BEGIN EXERCISE DATA

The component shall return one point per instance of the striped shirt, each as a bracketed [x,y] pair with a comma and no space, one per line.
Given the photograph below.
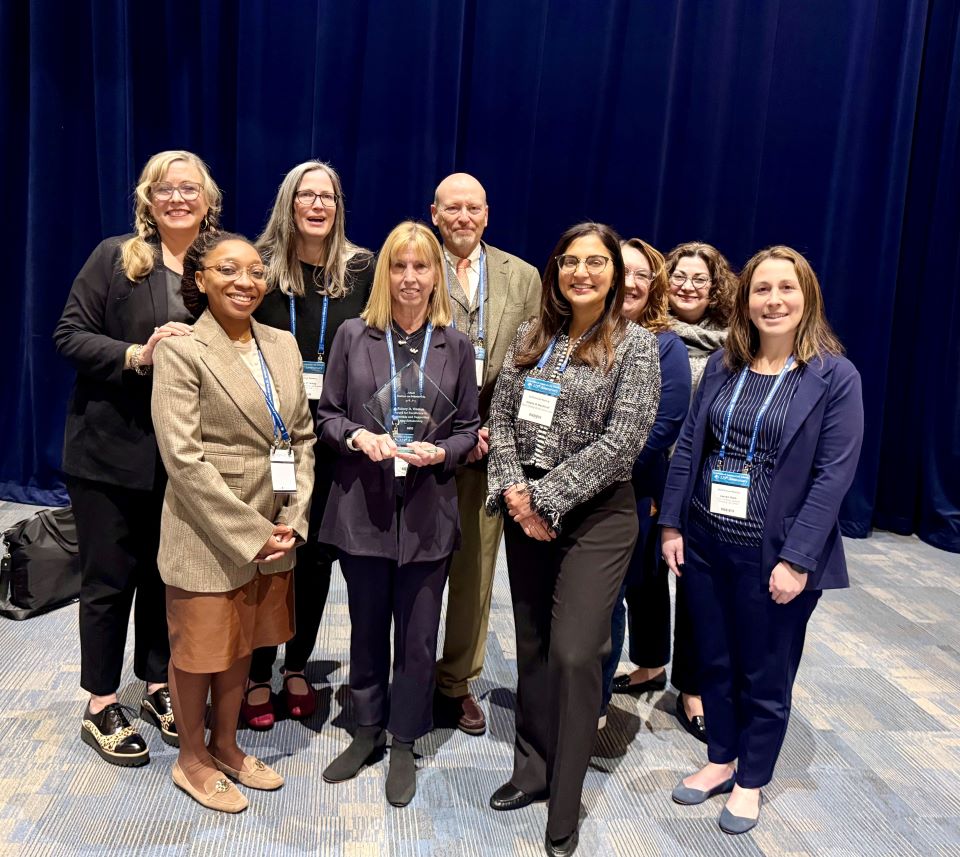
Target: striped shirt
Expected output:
[744,531]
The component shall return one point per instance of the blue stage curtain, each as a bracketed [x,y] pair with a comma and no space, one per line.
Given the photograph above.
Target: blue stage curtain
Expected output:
[830,126]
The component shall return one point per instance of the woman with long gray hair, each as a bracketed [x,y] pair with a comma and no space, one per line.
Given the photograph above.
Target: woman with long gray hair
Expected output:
[318,279]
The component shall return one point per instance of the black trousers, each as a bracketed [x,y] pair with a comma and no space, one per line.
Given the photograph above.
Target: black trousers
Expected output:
[563,593]
[378,591]
[118,536]
[648,619]
[750,649]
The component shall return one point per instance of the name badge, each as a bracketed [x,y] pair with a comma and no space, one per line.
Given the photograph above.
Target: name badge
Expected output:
[282,471]
[728,493]
[539,401]
[479,359]
[313,371]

END EXERCISE DATA

Exact copy, no pictures: set down all the entries again as they stand.

The component shall return one point per instance of the striped shirt, each as a bracketed [x,y] pair with a comma and no space, one per line.
Given the photograph below.
Target: striped shirt
Expected output:
[744,531]
The component shall return one point per instance of the blue stage curtain, each as a bracketed [x,y] pair with a comma and no space, one per line.
Given the photograph above.
Target: blue stage curtain
Expected output:
[830,126]
The component shall return one point per instance of the woman with long gray hair, each as a bracketed [x,y] pair with a comma and no space, one per line.
Given the photograph above.
Target: woman with long gray hair
Expected output:
[318,279]
The component shall return one point per instance of the black trousers, each as a bracketed [x,y] pair with a comma and no space, one per line.
Given the photograph above.
Target: black trousers
Expected output:
[563,593]
[378,591]
[118,536]
[648,619]
[750,649]
The component shall return one point per instance of the name badge, each as a bracketed [x,y] pair with a comma and no space, one per line.
Given the photograph above.
Target: name badge
Expected output:
[282,471]
[728,493]
[539,401]
[479,359]
[313,371]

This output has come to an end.